▶ **Task description**
Leave out the pictures and repeat the entries below verbatim.

▶ **Extracted material**
++++

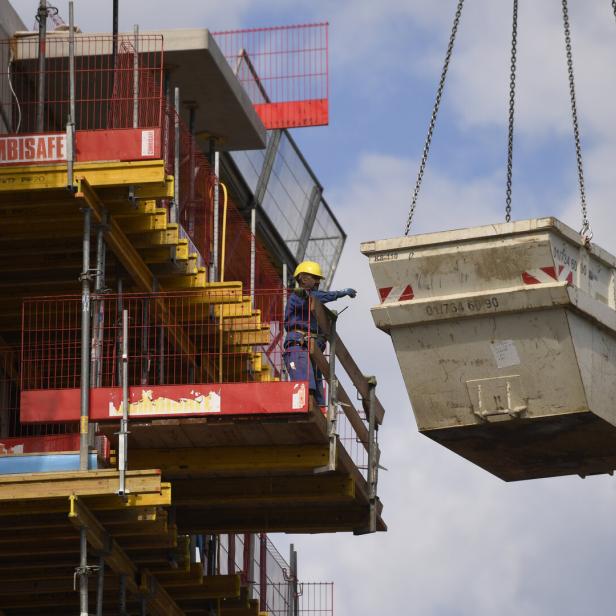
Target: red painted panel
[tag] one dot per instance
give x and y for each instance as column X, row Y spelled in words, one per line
column 51, row 443
column 32, row 149
column 90, row 146
column 294, row 114
column 119, row 144
column 62, row 405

++++

▶ **Response area**
Target: red painted panel
[tag] one dot per instance
give x and y for each instance as column X, row Y spelled in words, one per line
column 51, row 443
column 32, row 149
column 90, row 146
column 294, row 114
column 119, row 144
column 62, row 405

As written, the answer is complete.